Objetivo do exercício: Pode reescrever como uma lista JSON de strings as linhas que vão da linha que contém "of the cabinet" até o fim dos registros, com as duas pontas incluídas? Use uma string por linha e omita as linhas em branco.

━━━ Registros armazenados

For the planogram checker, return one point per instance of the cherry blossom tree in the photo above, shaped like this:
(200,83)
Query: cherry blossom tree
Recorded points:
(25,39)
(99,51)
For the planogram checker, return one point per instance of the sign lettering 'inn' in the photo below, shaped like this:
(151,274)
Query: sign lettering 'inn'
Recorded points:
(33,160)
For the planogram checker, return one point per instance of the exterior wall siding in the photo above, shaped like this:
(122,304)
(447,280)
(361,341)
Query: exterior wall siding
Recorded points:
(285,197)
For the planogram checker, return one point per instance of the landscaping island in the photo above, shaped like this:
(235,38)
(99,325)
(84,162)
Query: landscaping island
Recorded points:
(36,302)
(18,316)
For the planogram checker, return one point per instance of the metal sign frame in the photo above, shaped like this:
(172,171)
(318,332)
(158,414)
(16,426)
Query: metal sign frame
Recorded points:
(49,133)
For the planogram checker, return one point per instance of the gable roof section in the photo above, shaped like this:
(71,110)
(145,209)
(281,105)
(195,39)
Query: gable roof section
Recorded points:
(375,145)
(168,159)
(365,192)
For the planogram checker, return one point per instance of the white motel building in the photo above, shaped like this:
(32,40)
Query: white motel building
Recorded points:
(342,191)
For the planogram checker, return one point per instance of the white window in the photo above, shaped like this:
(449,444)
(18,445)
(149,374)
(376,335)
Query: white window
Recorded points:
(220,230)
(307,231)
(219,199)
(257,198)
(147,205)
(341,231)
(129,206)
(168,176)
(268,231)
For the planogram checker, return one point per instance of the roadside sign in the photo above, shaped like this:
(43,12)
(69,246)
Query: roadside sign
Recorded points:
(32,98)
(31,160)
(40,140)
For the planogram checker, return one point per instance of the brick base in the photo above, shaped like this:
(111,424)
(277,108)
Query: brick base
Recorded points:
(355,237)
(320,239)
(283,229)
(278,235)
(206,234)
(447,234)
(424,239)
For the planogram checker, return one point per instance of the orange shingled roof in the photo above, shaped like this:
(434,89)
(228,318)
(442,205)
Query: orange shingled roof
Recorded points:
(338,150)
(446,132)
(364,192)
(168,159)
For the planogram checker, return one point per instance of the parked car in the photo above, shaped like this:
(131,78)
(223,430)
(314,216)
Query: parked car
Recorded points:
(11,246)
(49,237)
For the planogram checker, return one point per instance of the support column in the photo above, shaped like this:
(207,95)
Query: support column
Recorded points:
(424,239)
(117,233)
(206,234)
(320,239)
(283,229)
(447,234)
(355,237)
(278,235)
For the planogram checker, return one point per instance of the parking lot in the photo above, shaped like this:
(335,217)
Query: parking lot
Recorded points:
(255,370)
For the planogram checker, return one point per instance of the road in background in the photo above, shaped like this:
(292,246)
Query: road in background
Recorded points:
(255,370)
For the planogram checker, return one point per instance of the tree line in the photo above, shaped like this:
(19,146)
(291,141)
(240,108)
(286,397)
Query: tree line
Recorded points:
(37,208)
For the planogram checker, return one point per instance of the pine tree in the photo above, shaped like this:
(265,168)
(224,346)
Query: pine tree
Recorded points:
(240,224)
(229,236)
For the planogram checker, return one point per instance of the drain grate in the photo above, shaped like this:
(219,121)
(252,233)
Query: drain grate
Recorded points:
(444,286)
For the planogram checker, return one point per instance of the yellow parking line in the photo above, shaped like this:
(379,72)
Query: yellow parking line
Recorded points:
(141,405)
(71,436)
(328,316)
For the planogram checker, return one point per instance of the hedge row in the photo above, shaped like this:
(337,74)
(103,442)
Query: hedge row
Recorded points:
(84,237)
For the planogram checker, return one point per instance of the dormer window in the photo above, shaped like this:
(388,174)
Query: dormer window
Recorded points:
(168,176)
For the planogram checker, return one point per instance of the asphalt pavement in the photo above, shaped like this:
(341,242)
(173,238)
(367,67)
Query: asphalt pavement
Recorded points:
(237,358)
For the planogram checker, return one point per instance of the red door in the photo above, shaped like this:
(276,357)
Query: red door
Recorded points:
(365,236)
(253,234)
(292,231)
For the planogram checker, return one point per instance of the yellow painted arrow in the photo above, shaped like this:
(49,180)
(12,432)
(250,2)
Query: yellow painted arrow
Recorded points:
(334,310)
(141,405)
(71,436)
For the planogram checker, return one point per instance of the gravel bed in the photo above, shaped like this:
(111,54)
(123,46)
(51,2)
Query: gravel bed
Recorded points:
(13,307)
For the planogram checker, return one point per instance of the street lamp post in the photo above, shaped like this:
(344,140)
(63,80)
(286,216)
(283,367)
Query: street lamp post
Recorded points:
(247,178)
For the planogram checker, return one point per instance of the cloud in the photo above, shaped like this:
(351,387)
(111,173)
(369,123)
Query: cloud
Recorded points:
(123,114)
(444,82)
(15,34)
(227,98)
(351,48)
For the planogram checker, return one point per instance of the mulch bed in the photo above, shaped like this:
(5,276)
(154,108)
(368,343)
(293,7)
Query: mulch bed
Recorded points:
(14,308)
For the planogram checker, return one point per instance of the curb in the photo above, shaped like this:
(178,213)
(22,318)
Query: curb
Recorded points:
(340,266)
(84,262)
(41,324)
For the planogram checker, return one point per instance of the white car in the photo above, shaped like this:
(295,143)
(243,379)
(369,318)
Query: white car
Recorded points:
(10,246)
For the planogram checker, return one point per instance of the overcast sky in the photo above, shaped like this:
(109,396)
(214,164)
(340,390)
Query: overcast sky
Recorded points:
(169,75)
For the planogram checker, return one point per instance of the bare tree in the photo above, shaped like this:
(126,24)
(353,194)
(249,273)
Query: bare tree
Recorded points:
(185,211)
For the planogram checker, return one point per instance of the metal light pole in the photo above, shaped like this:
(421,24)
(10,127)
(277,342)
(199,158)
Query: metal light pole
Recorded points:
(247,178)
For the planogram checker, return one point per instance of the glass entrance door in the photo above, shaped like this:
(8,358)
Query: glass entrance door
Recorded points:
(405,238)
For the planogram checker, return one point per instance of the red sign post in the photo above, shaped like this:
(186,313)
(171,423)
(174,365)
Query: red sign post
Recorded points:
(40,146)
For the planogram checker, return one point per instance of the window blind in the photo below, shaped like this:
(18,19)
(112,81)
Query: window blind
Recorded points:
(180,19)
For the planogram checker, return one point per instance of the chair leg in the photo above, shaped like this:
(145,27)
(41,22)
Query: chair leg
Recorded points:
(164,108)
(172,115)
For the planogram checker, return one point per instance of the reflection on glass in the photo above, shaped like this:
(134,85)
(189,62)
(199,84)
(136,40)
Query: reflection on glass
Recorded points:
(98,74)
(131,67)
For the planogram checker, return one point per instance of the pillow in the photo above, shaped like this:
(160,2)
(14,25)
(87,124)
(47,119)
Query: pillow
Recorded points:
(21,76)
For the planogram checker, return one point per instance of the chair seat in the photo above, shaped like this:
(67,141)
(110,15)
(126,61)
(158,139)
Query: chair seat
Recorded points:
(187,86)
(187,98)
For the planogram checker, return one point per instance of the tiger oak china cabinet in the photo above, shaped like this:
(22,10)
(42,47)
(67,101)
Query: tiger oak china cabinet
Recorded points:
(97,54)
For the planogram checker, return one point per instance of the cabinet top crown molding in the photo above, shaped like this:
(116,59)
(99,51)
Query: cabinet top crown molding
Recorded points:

━━━━━━

Resposta à tarefa:
[
  "For the planogram checker, return one point per instance of the cabinet top crown molding in the photo above, shaped like this:",
  "(116,59)",
  "(99,51)",
  "Query: cabinet top crown molding",
  "Recorded points:"
]